Before all these criminal acts committed on Monday night and Tuesday, right at the time the vigilance was supposed to be at its most intense, there had been a sharp rise in the incidence of similar crimes including a robbery on a running bus in which women passengers were also sexually harassed, if not raped. Protests and outcries against the rising incidents of mugging, robbery, rape and murder ---evidently a steep deterioration of law and order situation---actually prompted the authorities to launch combined and coordinated drives in order to arrest the slide in social security and the widespread public apprehension. Students protesting the precipitous decline in social security held the Home Affairs Adviser responsible and demanded his resignation within 24 hours. Strangely, the adviser, emerging out of the core committee meeting, disappointed the nation by commenting, "I would say the law and order situation is satisfactory". He went further, "Minor incidents" always occur. Such statements sound like those of the people in power of the deposed regime. This is not expected of the man at the helm of home affairs under the interim government. There is no way of trivialising as serious a matter as the constant threat to lives of the citizens both at home and outside of it.

-------------------------

WRITTEN REQUEST: Continue the passage on the law and order situation, picking up after its final sentence. The rows play no part in the work here.

(Raw rows)
-------------------------

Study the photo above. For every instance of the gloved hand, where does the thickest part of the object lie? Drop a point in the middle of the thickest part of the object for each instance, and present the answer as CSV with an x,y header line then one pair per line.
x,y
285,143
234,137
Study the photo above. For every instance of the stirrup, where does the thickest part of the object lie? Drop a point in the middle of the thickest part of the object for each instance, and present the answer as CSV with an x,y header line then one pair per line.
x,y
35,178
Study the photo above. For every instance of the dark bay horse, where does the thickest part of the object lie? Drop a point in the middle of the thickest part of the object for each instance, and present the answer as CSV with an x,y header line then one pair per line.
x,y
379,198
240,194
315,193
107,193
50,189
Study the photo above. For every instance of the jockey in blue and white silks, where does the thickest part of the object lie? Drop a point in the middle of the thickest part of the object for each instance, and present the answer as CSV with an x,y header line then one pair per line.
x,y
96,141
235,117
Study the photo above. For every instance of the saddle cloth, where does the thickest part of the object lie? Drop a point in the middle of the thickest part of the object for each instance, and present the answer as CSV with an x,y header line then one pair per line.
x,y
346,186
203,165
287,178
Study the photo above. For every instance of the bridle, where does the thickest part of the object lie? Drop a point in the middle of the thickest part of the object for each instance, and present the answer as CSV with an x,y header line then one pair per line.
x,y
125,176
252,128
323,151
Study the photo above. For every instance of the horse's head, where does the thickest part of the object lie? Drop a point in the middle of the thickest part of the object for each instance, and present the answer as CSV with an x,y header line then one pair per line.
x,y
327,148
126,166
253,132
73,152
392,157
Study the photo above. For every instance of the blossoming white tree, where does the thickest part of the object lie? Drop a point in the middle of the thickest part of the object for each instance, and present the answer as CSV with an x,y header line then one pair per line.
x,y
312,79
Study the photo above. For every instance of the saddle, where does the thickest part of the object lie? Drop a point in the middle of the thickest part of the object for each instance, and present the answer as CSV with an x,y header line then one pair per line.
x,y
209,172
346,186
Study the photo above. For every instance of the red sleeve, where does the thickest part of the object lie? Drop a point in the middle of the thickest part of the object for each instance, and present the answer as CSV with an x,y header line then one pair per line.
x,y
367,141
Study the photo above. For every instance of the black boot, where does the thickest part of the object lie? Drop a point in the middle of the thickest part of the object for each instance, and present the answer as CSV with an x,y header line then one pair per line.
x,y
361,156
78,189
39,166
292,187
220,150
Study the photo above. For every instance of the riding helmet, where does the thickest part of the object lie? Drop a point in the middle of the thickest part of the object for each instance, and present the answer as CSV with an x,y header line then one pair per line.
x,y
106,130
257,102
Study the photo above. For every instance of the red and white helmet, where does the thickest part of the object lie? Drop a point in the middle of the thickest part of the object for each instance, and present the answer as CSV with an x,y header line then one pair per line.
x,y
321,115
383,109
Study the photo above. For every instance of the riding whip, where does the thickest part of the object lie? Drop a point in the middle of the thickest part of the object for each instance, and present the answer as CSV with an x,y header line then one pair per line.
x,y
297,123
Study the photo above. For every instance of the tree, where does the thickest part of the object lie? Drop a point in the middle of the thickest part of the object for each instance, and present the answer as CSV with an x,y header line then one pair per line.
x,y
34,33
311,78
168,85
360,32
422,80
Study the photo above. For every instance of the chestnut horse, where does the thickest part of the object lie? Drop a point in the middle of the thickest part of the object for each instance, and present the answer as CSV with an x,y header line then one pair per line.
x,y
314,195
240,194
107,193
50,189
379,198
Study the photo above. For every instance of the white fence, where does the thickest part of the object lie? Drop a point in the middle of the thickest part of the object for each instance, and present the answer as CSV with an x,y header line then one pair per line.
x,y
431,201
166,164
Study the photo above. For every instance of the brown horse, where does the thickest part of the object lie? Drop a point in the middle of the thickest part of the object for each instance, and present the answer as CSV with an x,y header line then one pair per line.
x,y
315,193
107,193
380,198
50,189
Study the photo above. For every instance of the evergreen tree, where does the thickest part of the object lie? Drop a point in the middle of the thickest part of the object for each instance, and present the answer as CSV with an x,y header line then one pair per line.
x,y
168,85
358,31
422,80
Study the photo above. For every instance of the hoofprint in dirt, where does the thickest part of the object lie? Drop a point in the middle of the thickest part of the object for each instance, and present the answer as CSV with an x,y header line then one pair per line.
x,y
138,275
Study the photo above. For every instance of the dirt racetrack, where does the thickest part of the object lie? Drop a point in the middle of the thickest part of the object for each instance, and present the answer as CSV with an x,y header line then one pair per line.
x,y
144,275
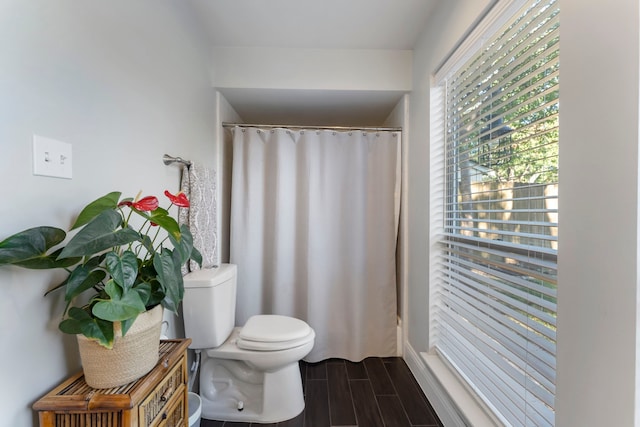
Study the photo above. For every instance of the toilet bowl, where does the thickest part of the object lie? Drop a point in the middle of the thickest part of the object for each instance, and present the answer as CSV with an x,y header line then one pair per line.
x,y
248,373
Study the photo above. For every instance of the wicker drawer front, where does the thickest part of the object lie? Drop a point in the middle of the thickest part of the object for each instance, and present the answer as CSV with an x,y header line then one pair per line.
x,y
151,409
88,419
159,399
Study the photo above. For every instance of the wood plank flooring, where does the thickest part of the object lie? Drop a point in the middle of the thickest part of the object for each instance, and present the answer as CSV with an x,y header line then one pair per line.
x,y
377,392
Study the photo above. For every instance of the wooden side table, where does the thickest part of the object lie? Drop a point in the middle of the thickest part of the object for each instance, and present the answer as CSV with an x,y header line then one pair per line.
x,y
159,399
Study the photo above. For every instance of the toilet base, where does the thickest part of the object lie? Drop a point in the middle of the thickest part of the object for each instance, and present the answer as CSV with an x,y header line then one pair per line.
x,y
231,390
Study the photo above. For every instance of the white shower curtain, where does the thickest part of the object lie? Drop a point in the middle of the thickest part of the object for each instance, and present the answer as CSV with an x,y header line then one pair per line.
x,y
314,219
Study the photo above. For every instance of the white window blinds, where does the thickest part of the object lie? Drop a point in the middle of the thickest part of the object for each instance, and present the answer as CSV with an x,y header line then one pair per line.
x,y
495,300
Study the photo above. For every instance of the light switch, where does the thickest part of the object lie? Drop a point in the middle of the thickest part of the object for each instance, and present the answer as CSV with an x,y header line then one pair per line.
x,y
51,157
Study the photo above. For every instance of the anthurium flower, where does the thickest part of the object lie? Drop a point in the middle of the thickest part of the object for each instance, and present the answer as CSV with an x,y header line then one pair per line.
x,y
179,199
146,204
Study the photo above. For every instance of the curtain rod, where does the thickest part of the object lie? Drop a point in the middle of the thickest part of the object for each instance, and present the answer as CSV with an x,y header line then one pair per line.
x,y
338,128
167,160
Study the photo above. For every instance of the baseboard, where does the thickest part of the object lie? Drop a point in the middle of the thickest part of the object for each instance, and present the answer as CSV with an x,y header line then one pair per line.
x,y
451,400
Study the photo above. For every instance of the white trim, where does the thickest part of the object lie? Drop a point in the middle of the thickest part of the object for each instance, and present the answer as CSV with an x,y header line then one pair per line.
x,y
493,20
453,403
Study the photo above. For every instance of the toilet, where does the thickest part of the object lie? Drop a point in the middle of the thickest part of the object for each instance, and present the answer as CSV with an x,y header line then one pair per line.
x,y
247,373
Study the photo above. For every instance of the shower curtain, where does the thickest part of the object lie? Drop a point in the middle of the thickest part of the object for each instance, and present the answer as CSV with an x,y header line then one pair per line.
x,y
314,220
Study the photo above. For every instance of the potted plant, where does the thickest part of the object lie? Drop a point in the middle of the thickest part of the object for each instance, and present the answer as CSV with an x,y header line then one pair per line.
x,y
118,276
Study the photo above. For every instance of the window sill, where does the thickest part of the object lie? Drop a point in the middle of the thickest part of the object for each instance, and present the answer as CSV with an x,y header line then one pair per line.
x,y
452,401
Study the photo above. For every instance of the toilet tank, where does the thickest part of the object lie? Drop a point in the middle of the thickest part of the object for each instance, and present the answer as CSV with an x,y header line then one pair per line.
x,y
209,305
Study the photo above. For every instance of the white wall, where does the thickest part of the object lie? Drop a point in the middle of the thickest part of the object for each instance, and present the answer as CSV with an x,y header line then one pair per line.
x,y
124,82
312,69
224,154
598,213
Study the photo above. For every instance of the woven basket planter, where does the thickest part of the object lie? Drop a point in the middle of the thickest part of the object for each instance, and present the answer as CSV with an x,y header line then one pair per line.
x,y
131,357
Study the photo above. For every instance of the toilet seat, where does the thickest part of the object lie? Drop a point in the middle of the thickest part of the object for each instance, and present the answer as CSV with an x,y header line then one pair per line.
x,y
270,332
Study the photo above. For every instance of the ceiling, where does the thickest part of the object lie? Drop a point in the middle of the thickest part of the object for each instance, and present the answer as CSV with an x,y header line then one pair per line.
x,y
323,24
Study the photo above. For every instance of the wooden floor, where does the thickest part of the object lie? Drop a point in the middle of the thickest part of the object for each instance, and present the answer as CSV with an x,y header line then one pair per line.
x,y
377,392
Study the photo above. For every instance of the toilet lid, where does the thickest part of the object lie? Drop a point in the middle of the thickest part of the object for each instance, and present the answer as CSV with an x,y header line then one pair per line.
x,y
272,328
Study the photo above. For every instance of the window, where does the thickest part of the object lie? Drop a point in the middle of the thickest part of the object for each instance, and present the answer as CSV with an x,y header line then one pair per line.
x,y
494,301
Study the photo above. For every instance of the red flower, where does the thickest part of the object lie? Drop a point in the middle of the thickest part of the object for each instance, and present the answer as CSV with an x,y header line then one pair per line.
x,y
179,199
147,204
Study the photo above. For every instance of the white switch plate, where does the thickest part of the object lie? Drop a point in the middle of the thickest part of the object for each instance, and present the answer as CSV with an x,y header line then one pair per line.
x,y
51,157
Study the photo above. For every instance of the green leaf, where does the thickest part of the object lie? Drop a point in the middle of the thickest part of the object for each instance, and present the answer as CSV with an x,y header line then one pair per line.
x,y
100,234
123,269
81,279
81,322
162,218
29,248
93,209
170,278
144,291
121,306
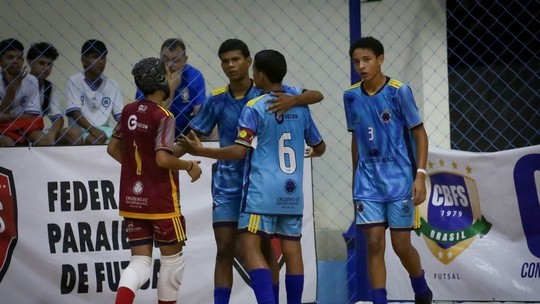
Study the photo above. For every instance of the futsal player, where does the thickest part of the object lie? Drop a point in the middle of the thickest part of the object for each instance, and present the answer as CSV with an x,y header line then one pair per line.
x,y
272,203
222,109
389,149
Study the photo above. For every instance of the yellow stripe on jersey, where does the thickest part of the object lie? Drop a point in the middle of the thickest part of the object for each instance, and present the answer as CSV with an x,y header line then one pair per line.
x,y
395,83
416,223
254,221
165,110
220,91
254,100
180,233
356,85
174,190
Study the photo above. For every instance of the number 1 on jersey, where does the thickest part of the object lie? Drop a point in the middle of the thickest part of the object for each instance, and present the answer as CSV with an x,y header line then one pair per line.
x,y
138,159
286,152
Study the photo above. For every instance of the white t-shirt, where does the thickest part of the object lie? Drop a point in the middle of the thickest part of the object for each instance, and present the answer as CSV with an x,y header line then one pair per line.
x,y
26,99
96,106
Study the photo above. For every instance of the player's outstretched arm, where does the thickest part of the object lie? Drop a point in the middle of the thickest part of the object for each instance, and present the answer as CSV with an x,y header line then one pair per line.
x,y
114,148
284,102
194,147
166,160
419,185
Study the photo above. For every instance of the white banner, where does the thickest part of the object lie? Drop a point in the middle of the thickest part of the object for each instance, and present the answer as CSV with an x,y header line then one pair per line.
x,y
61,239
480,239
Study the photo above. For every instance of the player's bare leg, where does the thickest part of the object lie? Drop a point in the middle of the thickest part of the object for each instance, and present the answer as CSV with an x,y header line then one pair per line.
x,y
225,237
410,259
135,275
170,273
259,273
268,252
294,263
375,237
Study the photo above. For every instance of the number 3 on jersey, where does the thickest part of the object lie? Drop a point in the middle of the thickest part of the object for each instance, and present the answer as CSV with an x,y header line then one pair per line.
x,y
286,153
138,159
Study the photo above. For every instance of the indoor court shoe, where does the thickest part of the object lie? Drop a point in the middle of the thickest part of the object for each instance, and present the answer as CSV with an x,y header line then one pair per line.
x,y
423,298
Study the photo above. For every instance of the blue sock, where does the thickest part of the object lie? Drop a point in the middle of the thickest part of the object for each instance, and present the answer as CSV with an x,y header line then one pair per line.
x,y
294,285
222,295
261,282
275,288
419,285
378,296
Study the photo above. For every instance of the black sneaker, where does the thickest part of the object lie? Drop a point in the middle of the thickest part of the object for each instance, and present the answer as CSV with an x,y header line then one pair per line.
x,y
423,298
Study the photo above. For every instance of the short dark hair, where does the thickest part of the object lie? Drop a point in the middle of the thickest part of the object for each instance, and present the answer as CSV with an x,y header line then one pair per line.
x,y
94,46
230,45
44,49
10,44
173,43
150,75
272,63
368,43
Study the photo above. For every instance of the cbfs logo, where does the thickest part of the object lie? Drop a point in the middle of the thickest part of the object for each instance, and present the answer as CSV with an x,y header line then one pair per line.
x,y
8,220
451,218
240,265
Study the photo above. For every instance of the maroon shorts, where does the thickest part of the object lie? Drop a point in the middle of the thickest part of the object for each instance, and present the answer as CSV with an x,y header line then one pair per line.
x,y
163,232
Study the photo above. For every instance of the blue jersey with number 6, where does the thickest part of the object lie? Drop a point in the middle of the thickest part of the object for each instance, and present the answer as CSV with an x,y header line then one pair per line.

-------------------------

EXPECTED ANSWER:
Not only his statement but also the two days' incidents of mugging and stabbing along with robbery are sure to send a wrong message to the public. If the first night's deployment of specialised units of the police ---the Dhaka Metropolitan Police, Rapid Action Battalion (RAB) and Anti-terrorism Unit --- on top of the Operation Devil Hunt, fails to have a deterrent effect on the criminal acts, it will strike further terror in the hearts of the people. Turning a blind eye by the administration to the rampant anarchy that was let loose by certain quarters in recent times is now reaping its poisonous harvest. Anti-social elements felt emboldened by the unrestrained aggression to go about their heinous business.
Clearly, the elite forces must strike fast. The army is also on patrol duty. Therefore some discerning results of their combined and coordinated campaign against the criminals on the prowl should be on public display. As many members of the criminal gangs as possible must be holed out of their dens and put behind bars. The operation should continue as long as law and order situation improves to a level where security of life at home, business outlets, on roads or in public places is ensured.